[[ SUPPLIED PASSAGE open ]]
Provision of theatre sessions for vascular surgery
>> Daytime general emergency theatre sessions

If it was unlikely that a hospital had provision for dedicated vascular emergency theatre sessions, did hospitals at least have daytime theatre sessions allocated for surgical emergency cases of all sorts?

Figure 10. Dedicated emergency daytime theatre in hospitals by size of vascular unit n=181. Percentages refer to hospitals without dedicated emergency daytime theatre.

It is very disappointing that 18% of hospitals (30/166) did not have theatres immediately available (NCEPOD theatres) for emergency surgery during the daytime (Figure 10). Larger units were more likely to have NCEPOD theatres, but provision was not universal even in this group of institutions. These facilities were first recommended by NCEPOD in 1990. If a patient presents with a ruptured aortic aneurysm and the hospital does not have an emergency theatre, the patient will have to wait until an ongoing operation is finished and the theatre is cleared before surgery can commence. Any delay in operating on a ruptured aneurysm has the potential to affect adversely the patient’s outcome. It is hard to understand the clinical priorities in hospitals that do not provide daytime emergency theatres when so many hospitals have managed to establish this facility. Trusts should give serious consideration to this issue in the interests of patient safety.
[[ SUPPLIED PASSAGE closed ]]
[[ EXTRACTED DATA open ]]
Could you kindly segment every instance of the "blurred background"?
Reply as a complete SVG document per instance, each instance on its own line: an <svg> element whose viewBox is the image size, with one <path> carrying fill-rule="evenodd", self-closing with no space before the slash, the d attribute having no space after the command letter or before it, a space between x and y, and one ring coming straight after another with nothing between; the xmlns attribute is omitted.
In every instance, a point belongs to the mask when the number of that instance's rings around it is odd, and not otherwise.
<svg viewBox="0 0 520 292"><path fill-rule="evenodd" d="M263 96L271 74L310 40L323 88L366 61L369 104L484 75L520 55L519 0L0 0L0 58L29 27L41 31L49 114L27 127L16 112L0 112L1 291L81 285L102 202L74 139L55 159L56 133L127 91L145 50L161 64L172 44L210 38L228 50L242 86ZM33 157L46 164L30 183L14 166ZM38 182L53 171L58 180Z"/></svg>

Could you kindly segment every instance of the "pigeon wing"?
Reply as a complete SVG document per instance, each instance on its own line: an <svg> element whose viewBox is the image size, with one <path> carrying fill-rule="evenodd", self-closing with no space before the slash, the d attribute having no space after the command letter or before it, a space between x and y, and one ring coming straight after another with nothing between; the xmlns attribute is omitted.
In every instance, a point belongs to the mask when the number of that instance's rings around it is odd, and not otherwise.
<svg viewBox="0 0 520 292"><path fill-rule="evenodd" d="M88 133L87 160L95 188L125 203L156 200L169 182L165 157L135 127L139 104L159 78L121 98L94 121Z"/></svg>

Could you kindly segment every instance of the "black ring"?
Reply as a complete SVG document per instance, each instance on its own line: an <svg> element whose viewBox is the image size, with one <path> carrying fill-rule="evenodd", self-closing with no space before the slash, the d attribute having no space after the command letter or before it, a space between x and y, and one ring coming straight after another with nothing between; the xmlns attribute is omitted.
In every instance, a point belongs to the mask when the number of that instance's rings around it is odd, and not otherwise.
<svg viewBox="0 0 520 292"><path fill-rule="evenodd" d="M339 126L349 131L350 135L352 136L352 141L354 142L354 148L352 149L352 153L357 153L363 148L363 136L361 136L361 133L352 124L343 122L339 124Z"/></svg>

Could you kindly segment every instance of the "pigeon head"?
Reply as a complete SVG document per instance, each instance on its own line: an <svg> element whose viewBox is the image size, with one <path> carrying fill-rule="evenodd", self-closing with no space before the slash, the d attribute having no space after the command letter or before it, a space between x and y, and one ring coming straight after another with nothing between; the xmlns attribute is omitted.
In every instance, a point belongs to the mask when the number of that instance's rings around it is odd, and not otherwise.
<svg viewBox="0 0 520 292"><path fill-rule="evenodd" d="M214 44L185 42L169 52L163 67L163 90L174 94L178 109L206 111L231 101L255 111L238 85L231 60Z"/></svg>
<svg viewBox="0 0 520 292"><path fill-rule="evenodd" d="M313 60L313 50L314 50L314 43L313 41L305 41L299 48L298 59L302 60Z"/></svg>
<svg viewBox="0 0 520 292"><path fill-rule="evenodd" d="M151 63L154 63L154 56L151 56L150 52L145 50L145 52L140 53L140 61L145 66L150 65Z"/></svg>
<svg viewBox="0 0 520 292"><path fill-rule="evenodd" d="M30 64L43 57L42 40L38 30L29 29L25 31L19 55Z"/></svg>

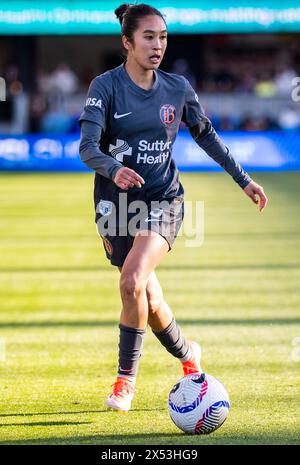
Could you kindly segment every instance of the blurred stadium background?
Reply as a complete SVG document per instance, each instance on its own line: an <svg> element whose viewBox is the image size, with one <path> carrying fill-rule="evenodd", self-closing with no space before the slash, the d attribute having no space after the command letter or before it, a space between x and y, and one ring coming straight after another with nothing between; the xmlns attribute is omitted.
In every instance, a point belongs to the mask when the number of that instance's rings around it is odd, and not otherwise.
<svg viewBox="0 0 300 465"><path fill-rule="evenodd" d="M91 79L123 61L113 15L120 3L1 1L1 443L199 443L148 405L165 409L179 377L151 335L136 416L99 419L116 364L118 273L96 237L93 175L79 159L77 120ZM186 334L202 341L207 366L234 400L230 420L201 443L296 443L299 4L149 3L168 23L161 69L189 79L222 139L270 196L258 218L182 126L174 157L186 171L187 198L205 201L205 242L186 249L178 238L158 274Z"/></svg>

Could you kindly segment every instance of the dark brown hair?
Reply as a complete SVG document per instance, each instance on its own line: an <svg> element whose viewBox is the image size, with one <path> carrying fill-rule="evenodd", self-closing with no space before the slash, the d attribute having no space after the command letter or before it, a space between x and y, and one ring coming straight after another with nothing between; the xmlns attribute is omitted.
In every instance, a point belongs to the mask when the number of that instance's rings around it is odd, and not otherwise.
<svg viewBox="0 0 300 465"><path fill-rule="evenodd" d="M160 16L166 24L162 13L153 6L146 5L145 3L139 5L123 3L115 9L115 15L122 26L122 35L125 35L131 41L133 40L133 33L139 27L139 19L145 16Z"/></svg>

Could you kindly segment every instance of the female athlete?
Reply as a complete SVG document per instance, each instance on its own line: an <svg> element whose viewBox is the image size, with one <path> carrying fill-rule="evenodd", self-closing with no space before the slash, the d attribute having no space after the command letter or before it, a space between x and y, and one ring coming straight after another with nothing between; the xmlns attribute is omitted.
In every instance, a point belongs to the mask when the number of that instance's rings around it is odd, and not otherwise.
<svg viewBox="0 0 300 465"><path fill-rule="evenodd" d="M96 172L96 224L107 258L121 272L119 365L107 406L127 412L147 324L184 375L201 371L200 346L183 336L155 274L183 219L184 190L172 159L180 122L260 211L267 197L219 139L189 82L159 70L167 47L160 11L123 4L115 14L127 58L91 82L79 120L80 156Z"/></svg>

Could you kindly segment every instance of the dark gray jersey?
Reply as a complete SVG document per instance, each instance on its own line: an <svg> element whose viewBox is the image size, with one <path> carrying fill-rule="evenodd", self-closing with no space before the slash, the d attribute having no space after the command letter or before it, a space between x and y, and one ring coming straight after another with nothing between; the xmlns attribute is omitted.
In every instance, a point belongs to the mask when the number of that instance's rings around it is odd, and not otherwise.
<svg viewBox="0 0 300 465"><path fill-rule="evenodd" d="M80 155L96 171L95 189L99 195L114 197L121 191L112 179L122 166L132 168L144 178L142 190L147 200L183 194L172 159L181 121L194 128L192 135L196 142L204 145L206 152L214 158L214 153L206 147L212 144L201 137L202 133L207 133L214 146L217 144L216 161L241 186L246 185L249 176L220 144L213 128L207 130L207 124L203 124L209 120L189 82L183 76L161 70L154 71L154 76L153 87L144 90L131 80L122 64L97 76L90 85L79 121L96 123L101 128L101 163L100 158L91 155L85 141L82 141ZM133 187L129 191L134 195L140 189Z"/></svg>

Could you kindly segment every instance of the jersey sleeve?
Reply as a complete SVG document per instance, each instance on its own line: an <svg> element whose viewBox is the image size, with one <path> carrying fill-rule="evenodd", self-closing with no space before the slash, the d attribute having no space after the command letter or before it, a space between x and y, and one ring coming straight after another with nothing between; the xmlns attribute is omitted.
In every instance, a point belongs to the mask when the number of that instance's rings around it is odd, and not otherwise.
<svg viewBox="0 0 300 465"><path fill-rule="evenodd" d="M199 147L216 163L222 166L232 176L234 181L244 189L251 181L249 174L234 159L229 148L220 139L212 127L210 120L205 116L204 109L199 103L198 95L188 80L185 78L184 80L186 91L182 121L189 127L190 133Z"/></svg>
<svg viewBox="0 0 300 465"><path fill-rule="evenodd" d="M189 127L195 126L203 117L204 109L199 102L198 95L192 88L189 81L184 78L185 101L182 113L182 121Z"/></svg>
<svg viewBox="0 0 300 465"><path fill-rule="evenodd" d="M79 118L82 121L90 121L106 129L106 115L109 108L111 84L109 76L97 76L92 80L85 102L85 107Z"/></svg>

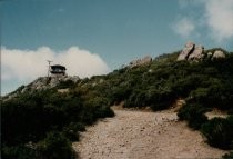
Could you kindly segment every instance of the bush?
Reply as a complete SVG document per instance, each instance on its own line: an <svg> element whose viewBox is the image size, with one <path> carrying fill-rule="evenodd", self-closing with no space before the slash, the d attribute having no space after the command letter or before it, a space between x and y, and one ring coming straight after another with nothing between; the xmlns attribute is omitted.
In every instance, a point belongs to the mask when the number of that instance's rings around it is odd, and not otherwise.
<svg viewBox="0 0 233 159"><path fill-rule="evenodd" d="M188 120L191 128L200 129L207 121L207 117L204 115L207 110L201 105L185 105L179 110L178 117L180 120Z"/></svg>
<svg viewBox="0 0 233 159"><path fill-rule="evenodd" d="M226 119L211 119L202 126L201 131L211 146L221 149L233 148L233 116L229 116Z"/></svg>
<svg viewBox="0 0 233 159"><path fill-rule="evenodd" d="M32 159L36 158L36 150L23 145L14 147L2 146L1 157L2 159Z"/></svg>
<svg viewBox="0 0 233 159"><path fill-rule="evenodd" d="M84 125L80 122L71 122L68 127L63 128L63 135L70 140L70 141L79 141L79 131L84 131L85 127Z"/></svg>

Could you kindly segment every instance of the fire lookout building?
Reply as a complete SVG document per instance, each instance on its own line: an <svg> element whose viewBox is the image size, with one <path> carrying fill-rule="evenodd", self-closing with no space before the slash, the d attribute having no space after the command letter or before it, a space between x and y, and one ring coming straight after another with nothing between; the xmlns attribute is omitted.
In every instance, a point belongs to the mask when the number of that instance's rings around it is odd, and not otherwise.
<svg viewBox="0 0 233 159"><path fill-rule="evenodd" d="M65 76L65 67L63 66L59 66L59 64L55 64L55 66L50 66L50 73L52 76Z"/></svg>

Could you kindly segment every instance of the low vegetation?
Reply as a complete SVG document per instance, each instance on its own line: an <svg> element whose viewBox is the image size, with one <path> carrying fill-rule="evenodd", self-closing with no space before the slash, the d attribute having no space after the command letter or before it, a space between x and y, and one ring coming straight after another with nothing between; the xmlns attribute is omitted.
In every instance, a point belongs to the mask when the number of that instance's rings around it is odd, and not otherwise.
<svg viewBox="0 0 233 159"><path fill-rule="evenodd" d="M78 132L87 125L113 117L110 106L123 101L123 107L156 111L180 98L186 101L178 113L181 120L200 130L211 146L232 149L233 54L178 62L179 52L160 56L149 64L125 67L75 83L62 82L54 89L24 92L3 101L2 159L75 157L71 141L79 140ZM57 91L64 88L69 92ZM213 108L227 111L229 118L207 120L204 113Z"/></svg>

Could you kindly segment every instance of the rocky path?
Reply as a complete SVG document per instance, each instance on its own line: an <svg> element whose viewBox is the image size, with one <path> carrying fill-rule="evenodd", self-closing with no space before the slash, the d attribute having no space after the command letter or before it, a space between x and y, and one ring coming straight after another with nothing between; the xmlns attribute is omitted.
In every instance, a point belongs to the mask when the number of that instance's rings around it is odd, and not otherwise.
<svg viewBox="0 0 233 159"><path fill-rule="evenodd" d="M220 158L199 131L178 121L175 112L114 110L81 133L73 148L81 159Z"/></svg>

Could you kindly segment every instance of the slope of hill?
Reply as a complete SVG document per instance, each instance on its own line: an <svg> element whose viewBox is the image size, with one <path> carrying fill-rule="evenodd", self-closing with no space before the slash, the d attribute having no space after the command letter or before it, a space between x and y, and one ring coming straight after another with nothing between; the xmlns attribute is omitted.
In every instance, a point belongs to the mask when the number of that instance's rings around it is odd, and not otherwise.
<svg viewBox="0 0 233 159"><path fill-rule="evenodd" d="M220 49L204 53L215 50ZM178 113L181 120L201 130L210 145L232 149L233 53L224 51L225 58L206 57L197 62L176 61L179 53L107 76L62 80L47 89L34 89L31 83L10 98L3 97L2 158L74 157L70 142L79 139L84 126L113 117L110 106L123 102L125 108L150 107L156 111L170 108L178 99L186 103ZM207 120L205 112L212 109L230 116Z"/></svg>

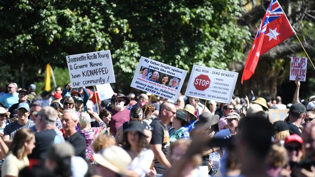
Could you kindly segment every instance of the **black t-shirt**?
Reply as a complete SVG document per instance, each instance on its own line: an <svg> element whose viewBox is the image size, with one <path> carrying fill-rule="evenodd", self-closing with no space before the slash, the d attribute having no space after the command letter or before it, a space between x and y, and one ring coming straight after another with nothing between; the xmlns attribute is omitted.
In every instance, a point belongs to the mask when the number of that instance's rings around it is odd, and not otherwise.
<svg viewBox="0 0 315 177"><path fill-rule="evenodd" d="M80 156L85 159L85 149L86 144L84 138L81 134L77 132L69 138L64 138L65 141L71 143L74 148L76 156Z"/></svg>
<svg viewBox="0 0 315 177"><path fill-rule="evenodd" d="M166 158L170 153L170 135L165 126L158 120L155 119L150 125L153 127L152 138L150 144L151 145L162 145L162 151ZM166 170L165 167L160 164L156 159L154 161L154 167L158 174L162 174Z"/></svg>
<svg viewBox="0 0 315 177"><path fill-rule="evenodd" d="M54 144L55 140L58 141L58 135L54 130L44 130L35 133L35 148L32 154L29 155L29 158L44 160L46 157L47 149ZM60 142L56 141L56 143Z"/></svg>

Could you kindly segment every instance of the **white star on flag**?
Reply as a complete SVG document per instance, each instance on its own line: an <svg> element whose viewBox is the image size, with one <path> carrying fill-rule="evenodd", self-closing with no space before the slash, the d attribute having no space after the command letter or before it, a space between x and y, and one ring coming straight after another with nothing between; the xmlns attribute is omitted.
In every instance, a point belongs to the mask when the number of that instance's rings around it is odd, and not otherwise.
<svg viewBox="0 0 315 177"><path fill-rule="evenodd" d="M277 41L277 36L279 34L280 34L280 33L277 32L277 28L276 28L273 30L269 29L269 33L267 34L266 35L269 36L269 41L272 39L274 39Z"/></svg>
<svg viewBox="0 0 315 177"><path fill-rule="evenodd" d="M259 53L259 52L257 52L256 53L256 57L259 57L260 55L260 54Z"/></svg>

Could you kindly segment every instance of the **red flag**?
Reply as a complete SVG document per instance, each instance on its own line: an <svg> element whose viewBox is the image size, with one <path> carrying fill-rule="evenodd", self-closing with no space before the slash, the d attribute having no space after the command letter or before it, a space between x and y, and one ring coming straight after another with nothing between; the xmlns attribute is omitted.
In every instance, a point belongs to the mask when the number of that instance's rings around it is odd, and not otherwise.
<svg viewBox="0 0 315 177"><path fill-rule="evenodd" d="M277 0L272 0L263 18L244 68L241 83L255 72L259 57L295 33Z"/></svg>

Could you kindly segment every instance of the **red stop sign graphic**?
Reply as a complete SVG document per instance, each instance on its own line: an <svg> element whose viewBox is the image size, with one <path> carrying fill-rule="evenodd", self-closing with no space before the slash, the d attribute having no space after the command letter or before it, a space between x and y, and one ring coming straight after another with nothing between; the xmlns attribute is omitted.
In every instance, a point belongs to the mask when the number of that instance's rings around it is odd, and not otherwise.
<svg viewBox="0 0 315 177"><path fill-rule="evenodd" d="M196 77L193 85L197 90L204 91L209 88L210 81L207 75L201 74Z"/></svg>

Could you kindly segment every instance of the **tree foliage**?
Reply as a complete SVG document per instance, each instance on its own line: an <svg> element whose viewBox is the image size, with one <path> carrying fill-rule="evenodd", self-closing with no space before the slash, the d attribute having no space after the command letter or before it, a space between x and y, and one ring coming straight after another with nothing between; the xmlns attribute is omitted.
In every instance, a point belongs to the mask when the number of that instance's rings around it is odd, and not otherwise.
<svg viewBox="0 0 315 177"><path fill-rule="evenodd" d="M188 71L193 64L226 69L241 61L249 40L248 28L236 24L238 3L3 0L0 59L14 70L23 66L28 83L47 63L66 67L67 55L110 49L121 89L129 85L141 56Z"/></svg>

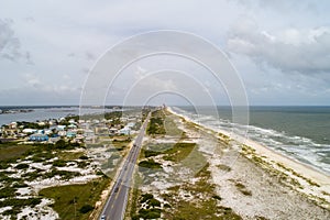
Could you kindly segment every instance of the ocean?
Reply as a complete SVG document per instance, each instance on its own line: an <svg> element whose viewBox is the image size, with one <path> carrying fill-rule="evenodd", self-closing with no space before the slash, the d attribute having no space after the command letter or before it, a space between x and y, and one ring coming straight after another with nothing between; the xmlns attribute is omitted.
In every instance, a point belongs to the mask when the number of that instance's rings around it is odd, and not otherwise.
<svg viewBox="0 0 330 220"><path fill-rule="evenodd" d="M330 174L330 107L250 107L249 125L232 123L230 107L173 107L215 130L235 131L276 152Z"/></svg>
<svg viewBox="0 0 330 220"><path fill-rule="evenodd" d="M0 114L0 125L13 121L59 119L79 114L78 107L0 107L31 112ZM232 123L230 107L173 107L173 111L215 130L245 134L282 154L330 174L330 107L250 107L249 125ZM103 112L85 108L84 113ZM106 109L111 111L111 109Z"/></svg>

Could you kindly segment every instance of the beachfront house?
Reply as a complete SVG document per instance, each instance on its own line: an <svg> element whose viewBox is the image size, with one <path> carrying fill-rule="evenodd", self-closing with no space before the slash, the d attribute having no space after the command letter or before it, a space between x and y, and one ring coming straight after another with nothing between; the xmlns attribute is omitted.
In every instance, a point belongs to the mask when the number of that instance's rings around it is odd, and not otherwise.
<svg viewBox="0 0 330 220"><path fill-rule="evenodd" d="M44 142L48 140L50 138L47 135L41 133L31 134L29 136L29 141L33 141L33 142Z"/></svg>
<svg viewBox="0 0 330 220"><path fill-rule="evenodd" d="M68 132L66 132L66 136L67 138L76 138L76 135L77 135L77 132L76 131L68 131Z"/></svg>
<svg viewBox="0 0 330 220"><path fill-rule="evenodd" d="M125 128L119 130L119 134L120 135L130 135L131 134L131 129L125 127Z"/></svg>

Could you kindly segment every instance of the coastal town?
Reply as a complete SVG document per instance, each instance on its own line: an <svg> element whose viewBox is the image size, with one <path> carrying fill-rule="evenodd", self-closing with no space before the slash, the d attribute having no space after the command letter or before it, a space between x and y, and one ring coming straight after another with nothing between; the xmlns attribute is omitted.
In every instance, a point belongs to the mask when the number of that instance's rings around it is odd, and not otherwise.
<svg viewBox="0 0 330 220"><path fill-rule="evenodd" d="M99 136L129 136L139 130L142 117L133 114L121 117L114 111L103 119L79 119L67 117L36 122L18 121L2 124L0 142L18 141L23 144L53 143L59 140L70 143L96 143ZM84 117L86 118L86 117Z"/></svg>
<svg viewBox="0 0 330 220"><path fill-rule="evenodd" d="M3 124L0 218L58 219L63 212L68 219L96 218L144 111L148 110L123 113L116 109L105 114ZM84 189L70 191L78 188ZM82 196L84 190L94 193ZM57 194L64 194L62 199Z"/></svg>

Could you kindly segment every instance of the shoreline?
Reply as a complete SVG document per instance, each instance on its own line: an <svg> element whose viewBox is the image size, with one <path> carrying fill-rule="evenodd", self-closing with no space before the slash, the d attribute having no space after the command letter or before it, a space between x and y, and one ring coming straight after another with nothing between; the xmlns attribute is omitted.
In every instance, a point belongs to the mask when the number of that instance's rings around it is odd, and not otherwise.
<svg viewBox="0 0 330 220"><path fill-rule="evenodd" d="M321 207L330 209L330 176L328 174L297 160L290 158L287 155L280 154L256 141L197 123L186 116L176 113L170 107L167 107L166 110L185 119L187 122L191 122L202 129L215 132L217 138L228 138L226 140L229 142L228 144L234 143L242 147L240 151L241 155L250 161L258 161L260 164L257 165L260 166L266 165L270 169L287 175L290 179L298 183L297 186L290 185L295 190L302 193L311 200L317 201Z"/></svg>

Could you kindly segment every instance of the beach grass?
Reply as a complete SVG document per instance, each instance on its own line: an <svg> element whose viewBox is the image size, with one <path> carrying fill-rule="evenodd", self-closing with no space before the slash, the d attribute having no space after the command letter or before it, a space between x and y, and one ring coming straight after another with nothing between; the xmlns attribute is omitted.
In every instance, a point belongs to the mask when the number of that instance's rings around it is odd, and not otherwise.
<svg viewBox="0 0 330 220"><path fill-rule="evenodd" d="M18 143L0 144L0 161L18 158L33 146Z"/></svg>
<svg viewBox="0 0 330 220"><path fill-rule="evenodd" d="M102 190L109 185L108 178L99 178L84 185L56 186L42 189L38 195L54 199L52 208L59 218L89 219L95 204L100 199Z"/></svg>

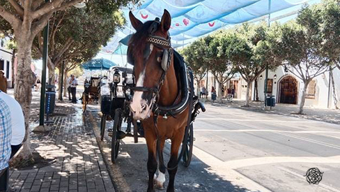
[[ EXTRACTED DATA closed ]]
Copy out the full text on daytime emergency theatre sessions for vascular surgery, word for word.

Provision of theatre sessions for vascular surgery
>> Daytime general emergency theatre sessions

If it was unlikely that a hospital had provision for dedicated vascular emergency theatre sessions, did hospitals at least have daytime theatre sessions allocated for surgical emergency cases of all sorts?

Figure 10. Dedicated emergency daytime theatre in hospitals by size of vascular unit n=181. Percentages refer to hospitals without dedicated emergency daytime theatre.

It is very disappointing that 18% of hospitals (30/166) did not have theatres immediately available (NCEPOD theatres) for emergency surgery during the daytime (Figure 10). Larger units were more likely to have NCEPOD theatres, but provision was not universal even in this group of institutions. These facilities were first recommended by NCEPOD in 1990. If a patient presents with a ruptured aortic aneurysm and the hospital does not have an emergency theatre, the patient will have to wait until an ongoing operation is finished and the theatre is cleared before surgery can commence. Any delay in operating on a ruptured aneurysm has the potential to affect adversely the patient’s outcome. It is hard to understand the clinical priorities in hospitals that do not provide daytime emergency theatres when so many hospitals have managed to establish this facility. Trusts should give serious consideration to this issue in the interests of patient safety.